[Labeled-object pointing entries]
_____

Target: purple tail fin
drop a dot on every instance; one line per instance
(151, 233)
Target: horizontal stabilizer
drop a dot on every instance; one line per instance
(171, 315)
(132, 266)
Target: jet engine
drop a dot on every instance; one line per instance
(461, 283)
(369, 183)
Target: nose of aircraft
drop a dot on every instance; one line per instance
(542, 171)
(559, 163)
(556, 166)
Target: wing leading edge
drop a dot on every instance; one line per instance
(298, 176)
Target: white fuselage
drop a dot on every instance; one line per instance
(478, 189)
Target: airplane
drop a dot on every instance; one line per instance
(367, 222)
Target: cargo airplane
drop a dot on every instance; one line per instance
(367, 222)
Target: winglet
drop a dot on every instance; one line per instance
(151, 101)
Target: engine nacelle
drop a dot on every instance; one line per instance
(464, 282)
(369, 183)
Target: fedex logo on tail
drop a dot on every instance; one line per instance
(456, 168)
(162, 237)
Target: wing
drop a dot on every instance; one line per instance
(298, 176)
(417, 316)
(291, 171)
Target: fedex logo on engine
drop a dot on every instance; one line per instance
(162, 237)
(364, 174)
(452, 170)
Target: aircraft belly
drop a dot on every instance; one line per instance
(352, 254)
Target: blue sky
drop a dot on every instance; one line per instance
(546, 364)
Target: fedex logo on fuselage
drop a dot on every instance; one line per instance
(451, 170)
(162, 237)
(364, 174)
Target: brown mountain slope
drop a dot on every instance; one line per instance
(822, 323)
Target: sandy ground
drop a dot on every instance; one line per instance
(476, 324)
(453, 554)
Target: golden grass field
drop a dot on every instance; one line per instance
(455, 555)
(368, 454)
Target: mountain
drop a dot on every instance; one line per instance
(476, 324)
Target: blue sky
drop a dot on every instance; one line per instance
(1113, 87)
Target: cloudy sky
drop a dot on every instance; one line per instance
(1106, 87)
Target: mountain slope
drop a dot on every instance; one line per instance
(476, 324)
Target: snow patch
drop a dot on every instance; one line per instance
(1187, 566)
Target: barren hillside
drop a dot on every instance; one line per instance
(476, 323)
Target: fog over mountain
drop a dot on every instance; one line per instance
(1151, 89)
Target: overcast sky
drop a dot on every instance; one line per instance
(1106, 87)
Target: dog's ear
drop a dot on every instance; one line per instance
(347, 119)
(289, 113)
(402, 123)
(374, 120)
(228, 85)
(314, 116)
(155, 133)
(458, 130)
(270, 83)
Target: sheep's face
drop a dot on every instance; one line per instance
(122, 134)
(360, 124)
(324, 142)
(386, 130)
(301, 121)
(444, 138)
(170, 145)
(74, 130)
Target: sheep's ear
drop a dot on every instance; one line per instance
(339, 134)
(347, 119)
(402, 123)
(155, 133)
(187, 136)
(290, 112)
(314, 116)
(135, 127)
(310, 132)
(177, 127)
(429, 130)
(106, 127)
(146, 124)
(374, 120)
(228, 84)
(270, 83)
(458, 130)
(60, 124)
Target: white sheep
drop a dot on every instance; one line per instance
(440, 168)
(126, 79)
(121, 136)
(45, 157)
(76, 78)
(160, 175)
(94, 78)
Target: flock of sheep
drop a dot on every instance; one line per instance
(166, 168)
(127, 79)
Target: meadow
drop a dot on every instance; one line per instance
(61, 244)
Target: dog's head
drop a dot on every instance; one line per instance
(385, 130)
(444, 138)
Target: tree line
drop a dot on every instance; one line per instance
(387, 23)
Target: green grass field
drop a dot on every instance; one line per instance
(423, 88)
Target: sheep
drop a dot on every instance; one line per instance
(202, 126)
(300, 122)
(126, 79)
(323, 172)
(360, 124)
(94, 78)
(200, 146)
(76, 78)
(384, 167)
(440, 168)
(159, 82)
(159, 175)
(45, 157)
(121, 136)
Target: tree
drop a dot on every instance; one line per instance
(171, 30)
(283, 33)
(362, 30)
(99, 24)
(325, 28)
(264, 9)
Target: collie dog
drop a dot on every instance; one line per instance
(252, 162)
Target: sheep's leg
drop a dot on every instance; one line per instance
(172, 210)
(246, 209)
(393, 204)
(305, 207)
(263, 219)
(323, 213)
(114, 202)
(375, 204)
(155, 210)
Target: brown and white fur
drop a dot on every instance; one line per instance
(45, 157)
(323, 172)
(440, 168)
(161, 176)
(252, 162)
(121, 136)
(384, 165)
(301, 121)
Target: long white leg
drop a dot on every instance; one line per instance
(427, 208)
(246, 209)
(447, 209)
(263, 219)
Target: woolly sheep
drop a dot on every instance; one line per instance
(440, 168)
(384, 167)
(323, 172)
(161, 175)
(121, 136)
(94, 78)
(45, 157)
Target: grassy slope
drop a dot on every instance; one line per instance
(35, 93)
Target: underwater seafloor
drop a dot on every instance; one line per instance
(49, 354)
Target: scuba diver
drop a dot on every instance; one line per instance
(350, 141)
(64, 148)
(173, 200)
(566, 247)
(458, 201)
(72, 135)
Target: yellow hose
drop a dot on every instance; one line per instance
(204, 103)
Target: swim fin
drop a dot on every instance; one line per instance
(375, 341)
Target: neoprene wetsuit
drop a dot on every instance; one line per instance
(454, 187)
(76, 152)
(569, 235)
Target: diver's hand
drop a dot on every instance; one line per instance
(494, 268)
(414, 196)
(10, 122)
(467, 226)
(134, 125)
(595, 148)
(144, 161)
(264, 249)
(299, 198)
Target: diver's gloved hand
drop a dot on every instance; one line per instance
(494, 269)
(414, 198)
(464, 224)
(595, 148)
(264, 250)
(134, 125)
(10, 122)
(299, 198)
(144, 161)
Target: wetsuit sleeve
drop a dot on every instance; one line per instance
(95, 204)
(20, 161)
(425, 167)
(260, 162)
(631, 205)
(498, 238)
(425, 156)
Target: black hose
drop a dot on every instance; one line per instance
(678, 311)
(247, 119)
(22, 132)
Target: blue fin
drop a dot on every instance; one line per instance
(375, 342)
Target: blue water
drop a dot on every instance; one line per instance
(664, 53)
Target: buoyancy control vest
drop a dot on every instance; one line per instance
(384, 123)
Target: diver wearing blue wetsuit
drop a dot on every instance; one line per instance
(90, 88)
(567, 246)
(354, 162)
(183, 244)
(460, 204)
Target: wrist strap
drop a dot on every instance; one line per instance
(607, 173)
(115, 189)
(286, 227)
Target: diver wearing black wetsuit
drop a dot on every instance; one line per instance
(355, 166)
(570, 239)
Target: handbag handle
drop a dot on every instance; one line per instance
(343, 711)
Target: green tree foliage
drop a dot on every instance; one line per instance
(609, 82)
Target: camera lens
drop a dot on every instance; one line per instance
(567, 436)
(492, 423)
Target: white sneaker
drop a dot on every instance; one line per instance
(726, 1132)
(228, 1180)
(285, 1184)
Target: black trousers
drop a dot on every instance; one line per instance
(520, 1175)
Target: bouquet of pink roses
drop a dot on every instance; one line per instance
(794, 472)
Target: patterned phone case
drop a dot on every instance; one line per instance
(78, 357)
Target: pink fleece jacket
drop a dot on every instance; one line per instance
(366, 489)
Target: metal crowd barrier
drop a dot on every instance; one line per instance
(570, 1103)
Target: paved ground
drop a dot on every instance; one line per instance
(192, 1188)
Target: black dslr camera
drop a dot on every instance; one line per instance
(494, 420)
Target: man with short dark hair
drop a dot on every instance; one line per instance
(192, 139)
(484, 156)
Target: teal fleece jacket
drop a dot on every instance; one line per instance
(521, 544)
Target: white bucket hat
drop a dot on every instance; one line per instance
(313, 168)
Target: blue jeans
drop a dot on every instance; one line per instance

_____

WHAT TO PRODUCE:
Each line from the one containing "Target: metal crowd barrier" to the end of the records should be echoed exactly, and no other line.

WRITTEN SOLUTION:
Target: metal crowd barrier
drop a dot on every instance; one line per instance
(570, 1103)
Target: paved ground
drop a dot on every instance; one line per instance
(192, 1188)
Target: black dslr camera
drop a dot on every instance; one line per instance
(494, 420)
Target: man with short dark hair
drop a dot on every instance; one line per instance
(192, 139)
(484, 156)
Target: teal fleece jacket
drop a dot on every instance; one line per instance
(521, 544)
Target: white bucket hat
drop a dot on every instance; one line per instance
(313, 168)
Target: blue jeans
drop a dot on every instance; one line per instance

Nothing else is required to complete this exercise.